**Using the information:**
(A) According to the article about Helena Foulkes, in what year did she leave CVS, and how many years had she spent there?
(B) Reproduce verbatim the part of the article about Helena Foulkes starting with "Foulkes is making" and going on through "among other topics.".

**Passage provided:**
In her first detailed comments on the subject as a gubernatorial candidate, former CVS Health executive Helena Foulkes said she moved quickly to change the giant retailer’s approach to dispensing opioids after learning of potential problems.

During an interview at The Public’s Radio, Foulkes blamed Purdue Pharma for being dishonest with CVS and other retailers.

“They lied to all of us in this business,” Foulkes said. “And I very much feel like pharmacists were put in a terrible position. They were getting valid prescriptions, and, and, and just got so caught in the middle of all those lies. So what I can say to you is, as soon as I saw what was going on, I jumped into action. And I feel very proud of what I did, actually, we made some operational changes, to go after the pill mill doctors.”

Foulkes declined to say whether she thinks CVS Health did anything wrong in its approach to dispensing opioids

If she could do it over, Foulkes – who left CVS in 2018 after 25 years, including time serving as president of CVS Pharmacy – said of the opioid crisis, “I wish we had all seen it sooner. I mean, it was just a crisis that we all missed.”

A federal jury in Cleveland found last month that CVS Health and two other large retailers contributed significantly to the opioid crisis in two Ohio counties. The case is under appeal.

Foulkes is making her first run for public office. She is one of six announced or expected candidates, along with Gov. Dan McKee, activist Matt Brown, Secretary of State Nellie Gorbea, General Treasurer Seth Magaziner, and activist Luis Daniel Munoz.

During an interview at The Public’s Radio, Foulkes was also asked about her past political contributions, whether she backs a proposed hospital merger in Rhode Island, and whether she talked about running for governor with Gina Raimondo, now U.S. Commerce secretary, among other topics.

Here is a transcript of the interview.

Ian Donnis: Let's cut right to the chase. What makes you a better choice for governor than Dan McKee or the four other Democrats in the running?

Helena Foulkes: Well, you know, I never thought about running for office before, Ian, and I absolutely love this state. And I only really thought about jumping in because I've been very worried in the last year. And when you think about the last 40 years, there was a fair level of stagnation in the state. And I think we started to turn the corner in the last six or seven years, but COVID changed everything. I think women took a big hit and our communities of color. And so I thought to myself, we really got to get going again. And I need to help all Rhode Islanders. So I'm running, because I think I'm a problem-solver. And I see myself as someone who can jumpstart our state jumpstart our economy. My whole life, what I was really good at was pulling people together, making hard decisions, and helping people. And so I think that's what I really bring to the party. A little bit about myself, I come from a family that was very focused on community involvement. My grandparents, my parents have grown up in Rhode Island my whole life -- I love it. And I learned a lot from my family about the importance of community.

**Supplied material:**
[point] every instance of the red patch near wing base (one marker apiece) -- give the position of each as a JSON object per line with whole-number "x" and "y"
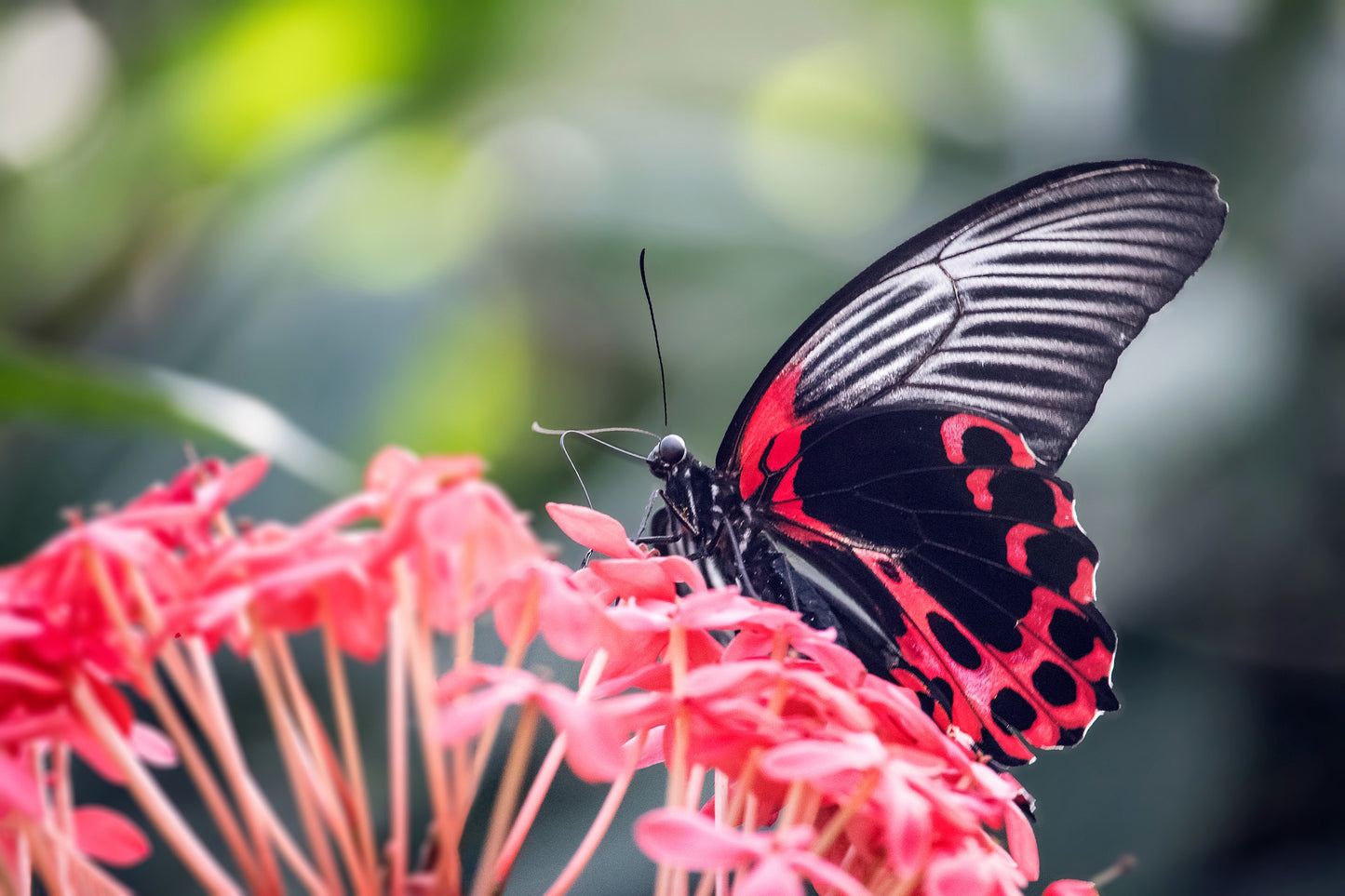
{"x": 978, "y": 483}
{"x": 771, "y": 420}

==

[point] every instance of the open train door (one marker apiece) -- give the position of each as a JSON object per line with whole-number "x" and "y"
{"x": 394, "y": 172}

**Results:**
(A) She left CVS in 2018, after 25 years.

(B)
Foulkes is making her first run for public office. She is one of six announced or expected candidates, along with Gov. Dan McKee, activist Matt Brown, Secretary of State Nellie Gorbea, General Treasurer Seth Magaziner, and activist Luis Daniel Munoz.

During an interview at The Public’s Radio, Foulkes was also asked about her past political contributions, whether she backs a proposed hospital merger in Rhode Island, and whether she talked about running for governor with Gina Raimondo, now U.S. Commerce secretary, among other topics.